- **Instructions**
1) Copy the passage of the blog comment thread word for word, starting at "james c said..." and ending at "that about right?".
2) According to the blog comment thread, why do councils use the County Court for these claims?
3) Carry on the blog comment thread about council claims in the County Court from its last comment.

- **Extract**

Mr Wadsworth, I could give many examples I have witnessed in person. Maybe I will one day when I have nothing better to do.

Captain, your derangement (limited, as I am sure it is, to this one issue) is proved by your response to my piece for reasons I will expand in the next day or two.

Mr W, ta.

Mr Codog, yes and no. It is a victory in putting off the inevitable but that comes at a price. One reason councils use the County Court for these claims is because that court has the power to award interest for late payment and to order the payment of the council's costs if its claim succeeds. An adjournment means another hearing and more costs as well as more interest.

james c said...

FB,

The Captain needs to find a cheaper and less dangerous hobby.

H.R. said...

Let's see...

If one appears before a judge and at the end of the hearing one is not immediately clapped into irons, then it's a victory?

Have I got that about right?

TheFatBigot said...

Sadly old Enid can't manage the irons these days Mr H.R., it's her back. She'll make the Judge a nice cup of tea though.

- **Available data**
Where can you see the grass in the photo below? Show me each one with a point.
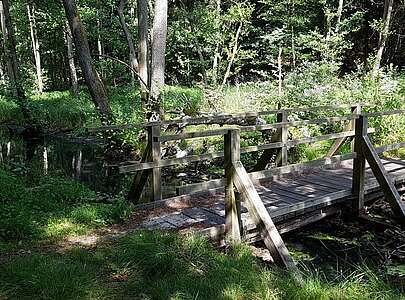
(50, 208)
(158, 265)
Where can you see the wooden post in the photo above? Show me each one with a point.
(355, 109)
(359, 165)
(153, 140)
(232, 208)
(140, 178)
(283, 117)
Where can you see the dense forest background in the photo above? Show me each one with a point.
(290, 52)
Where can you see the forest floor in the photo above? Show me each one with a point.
(65, 246)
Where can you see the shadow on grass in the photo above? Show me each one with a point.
(159, 265)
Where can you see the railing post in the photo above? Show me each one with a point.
(153, 140)
(283, 117)
(355, 109)
(359, 165)
(232, 202)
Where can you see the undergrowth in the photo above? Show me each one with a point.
(158, 265)
(50, 208)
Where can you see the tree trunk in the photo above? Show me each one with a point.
(216, 54)
(384, 35)
(35, 46)
(159, 36)
(143, 48)
(11, 56)
(93, 81)
(71, 60)
(133, 61)
(339, 15)
(233, 55)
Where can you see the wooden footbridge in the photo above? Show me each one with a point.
(267, 202)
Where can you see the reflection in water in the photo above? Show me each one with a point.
(51, 155)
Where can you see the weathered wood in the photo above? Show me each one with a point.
(217, 119)
(390, 147)
(384, 179)
(268, 174)
(232, 208)
(263, 221)
(359, 166)
(169, 162)
(283, 118)
(192, 135)
(140, 179)
(356, 109)
(153, 139)
(385, 113)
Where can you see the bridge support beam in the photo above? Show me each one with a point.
(365, 151)
(232, 200)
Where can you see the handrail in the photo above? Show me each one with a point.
(212, 119)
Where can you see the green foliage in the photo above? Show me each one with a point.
(51, 208)
(159, 265)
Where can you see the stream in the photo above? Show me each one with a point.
(48, 155)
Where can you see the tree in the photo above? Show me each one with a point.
(383, 35)
(159, 36)
(35, 46)
(71, 61)
(133, 61)
(143, 48)
(11, 56)
(93, 81)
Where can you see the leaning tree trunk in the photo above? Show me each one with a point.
(143, 48)
(384, 35)
(71, 61)
(133, 61)
(35, 46)
(157, 80)
(11, 56)
(93, 81)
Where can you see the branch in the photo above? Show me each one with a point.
(126, 65)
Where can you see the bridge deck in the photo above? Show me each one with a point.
(292, 201)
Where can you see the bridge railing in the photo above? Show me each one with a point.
(152, 162)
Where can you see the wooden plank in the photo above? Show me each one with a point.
(319, 184)
(213, 119)
(390, 147)
(385, 113)
(140, 179)
(169, 162)
(153, 136)
(192, 135)
(384, 179)
(232, 208)
(298, 123)
(359, 166)
(349, 127)
(263, 221)
(283, 118)
(267, 174)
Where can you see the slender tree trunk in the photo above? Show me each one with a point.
(93, 81)
(293, 34)
(233, 55)
(384, 35)
(11, 56)
(143, 48)
(133, 61)
(280, 74)
(159, 37)
(216, 54)
(339, 15)
(35, 46)
(72, 67)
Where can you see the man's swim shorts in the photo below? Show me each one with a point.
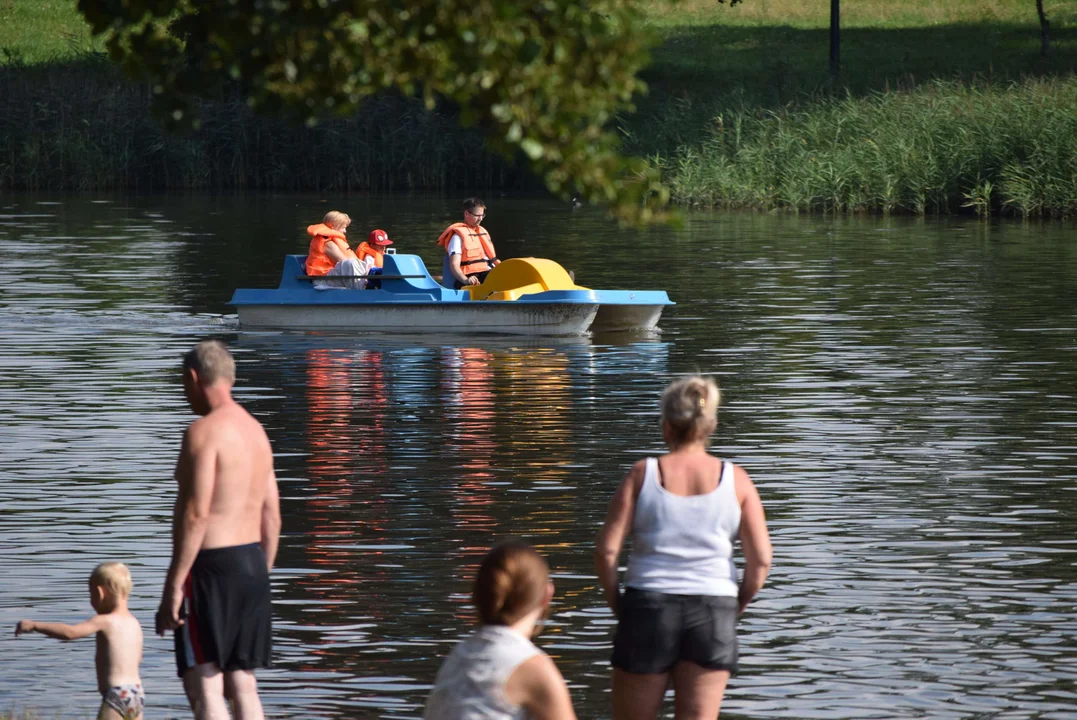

- **Outputs in order**
1)
james c said...

FB,

The Captain needs to find a cheaper and less dangerous hobby.

H.R. said...

Let's see...

If one appears before a judge and at the end of the hearing one is not immediately clapped into irons, then it's a victory?

Have I got that about right?

2) That court has the power to award interest for late payment and to order the payment of the council's costs if its claim succeeds.

3)
H.R. said...

Well, I guess that rumor was false, then. I'd heard that old Enid was quite fond of the handcuffs and only dated gentlemen who would clap her in irons.

Barnacle Bill said...

Mr. FB I'm glad to see you are back to your old blogging self.
Your post reminds me of a boundary dispute my mother had to endure for over five years with her next door local nutter.
I attended one of the hearings which happened to be back before the same judge. Who asked the defendant if he would accept his ruling now.
To which the defendant replied: "If it is an honest judgement your honour ..."
Pins dropping we might say!

Anonymous said...

FB, pages like that of Captain Ranty are simply the 21st century projection of the Saloon Bar Bore and his buddies. Get yer pint quick and just nod vacantly when you come into their range.

Loving the way that years of study and decades of experience always gets relegated behind an internet bore's "feelings" or "opinions" on a particular subject - which always seems to be Law, Medicine or Engineering for some reason!

That said, the "legal debate" on that page is excellent value for comedy. Thanks for the link!